**PASSAGE SHOWN:**
In this article, we will see how to create a data structure that can handle multiple stacks with growable size. The data structure needs to handle three operations:

  • push(x, stackNum) = pushes value x to the stack numbered stackNum
  • pop(stackNum) = pop the top element from the stack numbered stackNum
  • top(stackNum) = shows the topmost element of the stack stackNum.

Example:

Suppose the given multi stack is [{1, 2}, {4, 6}, {9, 10}]

Input: push(3, 0), top(0)
push(7, 1), top(1)
pop(2), top(2)

Output: 3, 7, 9

Explanation: When 3 is pushed in stack 0, the stack becomes {1, 2, 3}. So the top element is 3. 
When 7 is pushed in stack 1, the stack becomes {4, 6, 7}. So the top element is 7.
When topmost element is popped from stack 2, the stack becomes {9}. So the topmost element is 9

 

Approach: Follow the approach mentioned below to implement the idea. 

  • Store the size and the top index of every stack in arrays sizes[] and topIndex[].
  • The sizes will be stored in a prefix sum array (using a prefix array sum will help us find the start/size of a stack in O(1) time)
  • If the size of a stack reaches the maximum reserved capacity, expand the reserved size (multiply by 2)
  • If the size of a stack gets down to a quarter of the reserved size shrink the reserved size (divide it by 2)
  • Every time we need to expand/shrink a stack in the data structure, the indexes of other stacks might change so we need to take care of that. That is taken care by incrementing/decrementing value of sizes[] and topIndex[] arrays (we can do that in O(number of stacks) time).

Below is the implementation : 

C++




#include <bits/stdc++.h>
using namespace std;
 
template <typename T>
 
// Class to implement multistack
class MultiStack {
    int numberOfStacks;
    vector<T> values;
    vector<int> sizes, topIndex;
 
public:
    // Constructor to create k stacks
    // (by default 1)

**GIVEN INFORMATION:**

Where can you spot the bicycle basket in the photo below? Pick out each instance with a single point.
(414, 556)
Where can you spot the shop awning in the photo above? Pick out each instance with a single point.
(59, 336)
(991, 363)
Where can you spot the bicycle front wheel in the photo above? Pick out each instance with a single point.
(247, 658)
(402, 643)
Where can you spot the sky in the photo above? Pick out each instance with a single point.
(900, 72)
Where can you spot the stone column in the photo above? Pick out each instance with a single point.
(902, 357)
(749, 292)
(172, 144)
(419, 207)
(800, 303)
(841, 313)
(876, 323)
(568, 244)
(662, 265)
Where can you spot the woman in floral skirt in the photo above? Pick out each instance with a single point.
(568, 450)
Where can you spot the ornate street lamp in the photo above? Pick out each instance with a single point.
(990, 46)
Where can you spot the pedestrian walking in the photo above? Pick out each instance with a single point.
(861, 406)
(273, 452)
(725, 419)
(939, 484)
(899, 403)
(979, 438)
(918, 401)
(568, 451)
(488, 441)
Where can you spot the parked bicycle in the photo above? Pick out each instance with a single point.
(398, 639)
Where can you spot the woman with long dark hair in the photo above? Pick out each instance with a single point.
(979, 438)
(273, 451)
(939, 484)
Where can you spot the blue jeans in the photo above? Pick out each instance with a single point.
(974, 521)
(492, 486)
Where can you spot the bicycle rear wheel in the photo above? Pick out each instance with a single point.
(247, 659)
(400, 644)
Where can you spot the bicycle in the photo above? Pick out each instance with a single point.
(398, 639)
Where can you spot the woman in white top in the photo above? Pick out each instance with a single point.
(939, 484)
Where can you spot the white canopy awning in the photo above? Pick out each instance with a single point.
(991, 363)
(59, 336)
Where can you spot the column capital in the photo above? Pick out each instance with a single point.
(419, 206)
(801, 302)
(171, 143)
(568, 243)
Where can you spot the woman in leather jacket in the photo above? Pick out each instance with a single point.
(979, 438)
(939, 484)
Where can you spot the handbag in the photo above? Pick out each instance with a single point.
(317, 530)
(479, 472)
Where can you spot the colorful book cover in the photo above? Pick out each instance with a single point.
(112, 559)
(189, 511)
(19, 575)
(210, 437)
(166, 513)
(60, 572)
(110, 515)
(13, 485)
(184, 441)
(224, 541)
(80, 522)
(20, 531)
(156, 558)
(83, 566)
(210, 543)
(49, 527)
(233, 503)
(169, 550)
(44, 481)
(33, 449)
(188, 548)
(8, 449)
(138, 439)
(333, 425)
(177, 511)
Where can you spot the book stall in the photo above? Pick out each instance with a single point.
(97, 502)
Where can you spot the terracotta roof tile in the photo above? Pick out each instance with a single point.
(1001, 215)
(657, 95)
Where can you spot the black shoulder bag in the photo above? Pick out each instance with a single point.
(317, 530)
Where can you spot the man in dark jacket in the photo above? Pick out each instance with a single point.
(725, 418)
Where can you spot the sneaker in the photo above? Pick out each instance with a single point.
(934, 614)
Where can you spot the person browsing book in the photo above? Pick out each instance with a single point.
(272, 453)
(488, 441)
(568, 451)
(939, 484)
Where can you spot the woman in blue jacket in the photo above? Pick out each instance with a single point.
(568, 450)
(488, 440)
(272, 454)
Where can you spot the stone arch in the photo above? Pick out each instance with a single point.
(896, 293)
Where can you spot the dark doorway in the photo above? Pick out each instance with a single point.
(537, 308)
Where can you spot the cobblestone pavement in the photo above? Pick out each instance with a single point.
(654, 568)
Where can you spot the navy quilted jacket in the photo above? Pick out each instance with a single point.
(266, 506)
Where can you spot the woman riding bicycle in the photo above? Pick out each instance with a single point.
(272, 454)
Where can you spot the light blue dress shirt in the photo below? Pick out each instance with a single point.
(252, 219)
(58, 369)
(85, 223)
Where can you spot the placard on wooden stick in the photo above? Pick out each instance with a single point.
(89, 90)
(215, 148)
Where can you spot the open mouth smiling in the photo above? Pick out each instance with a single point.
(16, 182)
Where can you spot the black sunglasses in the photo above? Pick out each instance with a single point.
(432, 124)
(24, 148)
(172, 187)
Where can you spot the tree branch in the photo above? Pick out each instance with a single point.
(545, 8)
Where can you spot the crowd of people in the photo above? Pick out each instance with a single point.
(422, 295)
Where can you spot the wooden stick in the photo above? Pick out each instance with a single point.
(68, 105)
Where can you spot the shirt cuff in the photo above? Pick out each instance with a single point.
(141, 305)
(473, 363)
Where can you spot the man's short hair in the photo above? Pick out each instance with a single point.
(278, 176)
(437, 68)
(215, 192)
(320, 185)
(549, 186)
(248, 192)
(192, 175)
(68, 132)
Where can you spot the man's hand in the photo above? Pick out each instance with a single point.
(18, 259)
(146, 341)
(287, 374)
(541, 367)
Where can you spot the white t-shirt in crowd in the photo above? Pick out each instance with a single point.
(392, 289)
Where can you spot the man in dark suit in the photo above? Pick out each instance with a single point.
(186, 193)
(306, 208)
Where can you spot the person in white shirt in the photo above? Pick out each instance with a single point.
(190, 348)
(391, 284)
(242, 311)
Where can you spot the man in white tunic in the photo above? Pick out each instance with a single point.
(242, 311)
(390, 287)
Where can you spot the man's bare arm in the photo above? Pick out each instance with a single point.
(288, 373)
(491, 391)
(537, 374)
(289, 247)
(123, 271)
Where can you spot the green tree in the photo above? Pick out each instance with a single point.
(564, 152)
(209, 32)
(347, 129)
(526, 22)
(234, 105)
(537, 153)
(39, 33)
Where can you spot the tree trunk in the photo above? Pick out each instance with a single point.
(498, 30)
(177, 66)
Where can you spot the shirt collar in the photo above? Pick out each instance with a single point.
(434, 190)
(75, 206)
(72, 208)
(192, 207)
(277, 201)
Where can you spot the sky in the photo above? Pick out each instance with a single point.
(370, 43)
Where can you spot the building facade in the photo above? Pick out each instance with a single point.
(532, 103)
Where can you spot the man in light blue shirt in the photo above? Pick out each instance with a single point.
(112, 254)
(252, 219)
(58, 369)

**WHAT YOU ARE ASKED TO DO:**
Resume the article on building multiple growable stacks, continuing from its last line.

**RESULT BELOW:**
    MultiStack(int k = 1)
        : numberOfStacks(k)
    {
        // reserve 2 elements for each stack first
        values = vector<T>(numberOfStacks << 1);
 
        // For each stack store the index
        // of the element on the top
        // and the size (starting point)
        sizes = vector<int>(numberOfStacks);
        topIndex = vector<int>(numberOfStacks);
 
        // Sizes is a prefix sum vector
        for (int size = 2, i = 0; i < numberOfStacks;
             i++, size += 2)
            sizes[i] = size, topIndex[i] = size - 2;
    }
 
    // Push a value in a stack
    void push(int stackNum, T val)
    {
 
        // Check if the stack is full,
        // if so Expand it
        if (isFull(stackNum))
            Expand(stackNum);
 
        // Add the value to the top of the stack
        // and increment the top index
        values[topIndex[stackNum]++] = val;
    }
 
    // Pop the top value and
    // return it form a stack
    T pop(int stackNum)
    {
 
        // If the stack is empty
        // throw an error
        if (empty(stackNum))
            throw("Empty Stack!");
 
        // Save the top value
        T val = values[topIndex[stackNum] - 1];
 
        // Set top value to default data type
        values[--topIndex[stackNum]] = T();
 
        // Shrink the reserved size if needed
        Shrink(stackNum);
 
        // Return the pop-ed value
        return val;
    }
 
    // Return the top value form a stack
    // Same as pop (but without removal)
    T top(int stackNum)
    {
        if (empty(stackNum))
            throw("Empty Stack!");
        return values[topIndex[stackNum] - 1];
    }
 
    // Return the size of a stack
    // (the number of elements in the stack,
    // not the reserved size)
    int size(int stackNum)
    {
        if (!stackNum)
            return topIndex[0];
        return topIndex[stackNum] - sizes[stackNum - 1];
    }
 
    // Check if a stack is empty or not
    // (has no elements)
    bool empty(int stackNum)
    {
        int offset;
        if (!stackNum)
            offset = 0;
        else
            offset = sizes[stackNum - 1];
        int index = topIndex[stackNum];
        return index == offset;
    }
 
    // Helper function to check
    // if a stack size has reached
    // the reserved size of that stack
    bool isFull(int stackNum)
    {
        int offset = sizes[stackNum];
        int index = topIndex[stackNum];
        return index >= offset;
    }
 
    // Function to expand the reserved size
    // of a stack (multiply by 2)
    void Expand(int stackNum)
    {
 
        // Get the reserved_size of the stack()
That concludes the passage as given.